## REQUIRED TASK:
Reproduce all records verbatim.

## MATERIAL SUPPLIED:
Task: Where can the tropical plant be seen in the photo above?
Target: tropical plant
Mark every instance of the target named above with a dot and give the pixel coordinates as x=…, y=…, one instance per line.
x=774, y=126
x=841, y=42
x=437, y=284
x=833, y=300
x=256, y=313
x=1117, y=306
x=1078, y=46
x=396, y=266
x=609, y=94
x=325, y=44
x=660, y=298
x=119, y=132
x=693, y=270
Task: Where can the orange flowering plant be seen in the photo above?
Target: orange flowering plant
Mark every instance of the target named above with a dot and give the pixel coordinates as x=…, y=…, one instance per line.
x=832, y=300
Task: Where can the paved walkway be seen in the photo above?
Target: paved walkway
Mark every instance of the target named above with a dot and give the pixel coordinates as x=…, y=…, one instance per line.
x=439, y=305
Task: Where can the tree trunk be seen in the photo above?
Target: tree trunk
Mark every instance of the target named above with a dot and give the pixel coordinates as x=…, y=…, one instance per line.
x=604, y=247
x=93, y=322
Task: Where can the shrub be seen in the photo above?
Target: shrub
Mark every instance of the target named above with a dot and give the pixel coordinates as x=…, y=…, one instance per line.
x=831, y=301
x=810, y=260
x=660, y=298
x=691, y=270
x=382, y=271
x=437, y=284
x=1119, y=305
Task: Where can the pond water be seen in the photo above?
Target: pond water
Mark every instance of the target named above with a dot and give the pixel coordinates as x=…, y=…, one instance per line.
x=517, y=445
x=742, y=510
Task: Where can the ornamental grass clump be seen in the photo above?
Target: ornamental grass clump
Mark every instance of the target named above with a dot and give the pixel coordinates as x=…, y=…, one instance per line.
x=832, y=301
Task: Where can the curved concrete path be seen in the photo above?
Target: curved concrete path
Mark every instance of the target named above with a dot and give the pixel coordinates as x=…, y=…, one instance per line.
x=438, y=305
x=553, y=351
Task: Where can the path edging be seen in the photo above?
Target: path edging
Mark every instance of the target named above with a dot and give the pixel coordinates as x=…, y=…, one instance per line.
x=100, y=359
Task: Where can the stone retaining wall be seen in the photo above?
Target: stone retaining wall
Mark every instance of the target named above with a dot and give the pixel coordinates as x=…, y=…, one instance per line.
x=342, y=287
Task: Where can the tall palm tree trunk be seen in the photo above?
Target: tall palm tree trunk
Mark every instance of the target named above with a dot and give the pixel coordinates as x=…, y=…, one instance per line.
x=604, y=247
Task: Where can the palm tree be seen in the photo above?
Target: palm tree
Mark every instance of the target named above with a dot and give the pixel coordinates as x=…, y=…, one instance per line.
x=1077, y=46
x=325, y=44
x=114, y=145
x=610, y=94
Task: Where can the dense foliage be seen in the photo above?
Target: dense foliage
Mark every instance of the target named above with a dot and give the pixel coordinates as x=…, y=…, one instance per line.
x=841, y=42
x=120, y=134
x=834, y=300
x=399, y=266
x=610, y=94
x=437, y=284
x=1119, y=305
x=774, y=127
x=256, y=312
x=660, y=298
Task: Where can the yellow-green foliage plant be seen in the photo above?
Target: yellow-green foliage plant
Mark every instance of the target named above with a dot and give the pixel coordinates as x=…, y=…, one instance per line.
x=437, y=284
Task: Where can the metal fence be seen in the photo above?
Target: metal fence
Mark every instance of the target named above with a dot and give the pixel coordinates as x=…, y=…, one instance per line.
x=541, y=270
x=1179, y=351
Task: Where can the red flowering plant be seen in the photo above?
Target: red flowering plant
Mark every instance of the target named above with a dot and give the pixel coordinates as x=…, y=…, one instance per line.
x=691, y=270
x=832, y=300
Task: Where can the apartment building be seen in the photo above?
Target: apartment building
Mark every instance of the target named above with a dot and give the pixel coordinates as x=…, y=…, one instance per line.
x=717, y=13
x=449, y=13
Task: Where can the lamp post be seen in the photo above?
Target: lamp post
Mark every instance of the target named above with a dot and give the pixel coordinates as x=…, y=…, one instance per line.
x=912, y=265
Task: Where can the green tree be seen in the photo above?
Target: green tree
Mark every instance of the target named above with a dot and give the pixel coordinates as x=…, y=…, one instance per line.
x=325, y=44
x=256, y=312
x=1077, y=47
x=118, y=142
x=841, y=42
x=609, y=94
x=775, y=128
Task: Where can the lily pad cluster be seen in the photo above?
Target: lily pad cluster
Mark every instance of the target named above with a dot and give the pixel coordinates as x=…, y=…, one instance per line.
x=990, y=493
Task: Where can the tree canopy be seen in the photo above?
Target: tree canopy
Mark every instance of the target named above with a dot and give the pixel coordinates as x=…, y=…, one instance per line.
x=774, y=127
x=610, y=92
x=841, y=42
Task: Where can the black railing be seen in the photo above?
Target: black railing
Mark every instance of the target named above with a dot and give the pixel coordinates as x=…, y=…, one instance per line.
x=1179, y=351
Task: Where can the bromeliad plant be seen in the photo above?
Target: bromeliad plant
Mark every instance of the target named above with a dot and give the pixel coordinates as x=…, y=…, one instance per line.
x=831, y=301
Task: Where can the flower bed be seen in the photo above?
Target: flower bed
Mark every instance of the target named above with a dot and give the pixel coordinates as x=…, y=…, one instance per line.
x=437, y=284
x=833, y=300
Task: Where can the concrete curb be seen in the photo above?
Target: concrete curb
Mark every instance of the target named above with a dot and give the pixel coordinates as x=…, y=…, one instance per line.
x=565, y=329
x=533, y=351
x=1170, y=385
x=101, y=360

## ANSWER FOR THE TASK:
Task: Where can the tropical plant be seen in the photo above?
Target: tropical plant
Mark every instance of the target named above with a dot and give the pixel coordinates as x=…, y=…, one instance per line.
x=774, y=126
x=841, y=42
x=437, y=284
x=833, y=300
x=256, y=313
x=1117, y=306
x=1078, y=46
x=396, y=266
x=609, y=94
x=325, y=44
x=660, y=298
x=119, y=132
x=693, y=270
Task: Where can the orange flowering plant be seen in the photo above?
Target: orange flowering plant
Mark every instance of the target named above with a dot and give the pixel coordinates as x=…, y=…, one instance per line.
x=832, y=300
Task: Where can the paved walkway be seen in the photo above?
Target: paved walkway
Mark every instance of the target named above with a dot and give the pixel coordinates as x=…, y=…, one instance per line.
x=439, y=305
Task: Where can the tree trunk be seen in the photo above?
Target: tree trunk
Mark every instance of the target named above with a dot and give the pixel coordinates as x=…, y=…, one instance per line.
x=604, y=247
x=93, y=322
Task: Where can the shrub be seen in the photo above?
Target: shrub
Mark every instance of the target named above with a dot and give the pixel coordinates as x=…, y=…, one instance per line.
x=831, y=301
x=810, y=260
x=660, y=298
x=691, y=270
x=382, y=271
x=437, y=284
x=1119, y=305
Task: Where can the pond water be seen in the photo above?
Target: pond water
Mark every instance of the target named above with a dot and give the pixel coordinates as x=…, y=…, one instance per line.
x=517, y=445
x=742, y=510
Task: Where can the ornamental grass clump be seen in the photo above?
Target: ornamental grass clump
Mark every instance of the target named above with a dot and give the pixel coordinates as x=…, y=…, one instance per line.
x=832, y=301
Task: Where can the curved concrete path be seen in the photo above?
Target: curved concrete path
Mark every instance of the target named above with a dot and give the pixel coordinates as x=…, y=…, one instance per line.
x=438, y=305
x=553, y=351
Task: Where can the path edging be seen in the photo above?
Target: path edging
Mark every instance of the target named above with a dot and give the pixel coordinates as x=…, y=…, one instance per line.
x=100, y=359
Task: Where can the stone retaining wall be seen in the photo above?
Target: stone retaining wall
Mark every instance of the target named above with a dot and give the pixel coordinates as x=…, y=…, one instance per line.
x=342, y=287
Task: Where can the tall palm tree trunk be seen in the photo above?
Target: tall palm tree trunk
Mark every instance of the target named above with a dot and give the pixel coordinates as x=…, y=…, one instance per line.
x=604, y=247
Task: Where can the palm tree be seen in the photo above?
Target: palm tree
Mark every instance of the target named above with a dot and give the pixel coordinates as x=…, y=…, one instance per line.
x=1077, y=46
x=325, y=44
x=114, y=145
x=610, y=94
Task: Where can the dense foliage be seen in the photo above?
Target: dense foliage
Mark every instance of the target named above with a dot and give the pixel coordinates as x=…, y=…, one instance per line.
x=841, y=42
x=120, y=134
x=834, y=300
x=399, y=266
x=610, y=94
x=437, y=284
x=1119, y=305
x=774, y=127
x=256, y=312
x=660, y=298
Task: Where can the yellow-green foliage plant be seen in the photo above?
Target: yellow-green foliage plant
Mark every instance of the target named above with a dot and give the pixel coordinates as x=…, y=…, one instance per line.
x=437, y=284
Task: Where can the metal fence be seen in the photo above?
Target: metal fence
Mark every instance of the target named above with a dot and give the pixel coordinates as x=…, y=…, one instance per line.
x=541, y=270
x=1179, y=351
Task: Where can the red flowering plant be seen in the photo above?
Target: red flowering plant
Mark every instance of the target named above with a dot and give the pixel coordinates as x=…, y=…, one instance per line.
x=691, y=270
x=832, y=300
Task: Where can the apartment building be seen in the photo above?
Target: apartment building
Mark every instance of the target named above with a dot and give the pixel coordinates as x=…, y=…, one instance per line.
x=717, y=13
x=449, y=13
Task: Where can the lamp post be seen in the photo above?
Target: lamp post
Mark every instance of the target named above with a dot and give the pixel coordinates as x=…, y=…, one instance per line.
x=912, y=265
Task: Where can the green tree be seen in the photo above?
Target: green tree
Mark every instance of the target named above with a dot and give the pixel coordinates as x=…, y=…, one instance per line.
x=325, y=44
x=256, y=312
x=1077, y=47
x=118, y=142
x=841, y=42
x=609, y=94
x=775, y=128
Task: Where can the lily pad cluster be seen in the photo above?
Target: lily pad cluster
Mark every instance of the target named above with a dot and give the pixel coordinates as x=…, y=…, one instance per line.
x=990, y=493
Task: Where can the tree canopy be seen in the photo above?
Target: tree canopy
Mark every instance of the target named above with a dot and give the pixel coordinates as x=…, y=…, one instance per line.
x=774, y=127
x=610, y=92
x=841, y=42
Task: Where can the black railing be seen in the photo above?
Target: black railing
Mark every instance of the target named above with a dot and give the pixel coordinates as x=…, y=…, one instance per line.
x=1179, y=351
Task: Where can the bromeliad plant be seen in the photo above?
Target: bromeliad plant
Mark every instance of the target named above with a dot and give the pixel coordinates as x=…, y=…, one instance per line.
x=831, y=301
Task: Where can the flower bed be seen in the photo above?
Target: flower bed
Mark every instance of the target named above with a dot and give the pixel coordinates as x=…, y=…, one instance per line.
x=437, y=284
x=833, y=300
Task: Where can the concrete curb be seen in the photo above?
Target: concrete curb
Mark every instance of the target named above with a dot and give the pixel coordinates as x=…, y=…, one instance per line.
x=565, y=329
x=533, y=351
x=1170, y=385
x=101, y=360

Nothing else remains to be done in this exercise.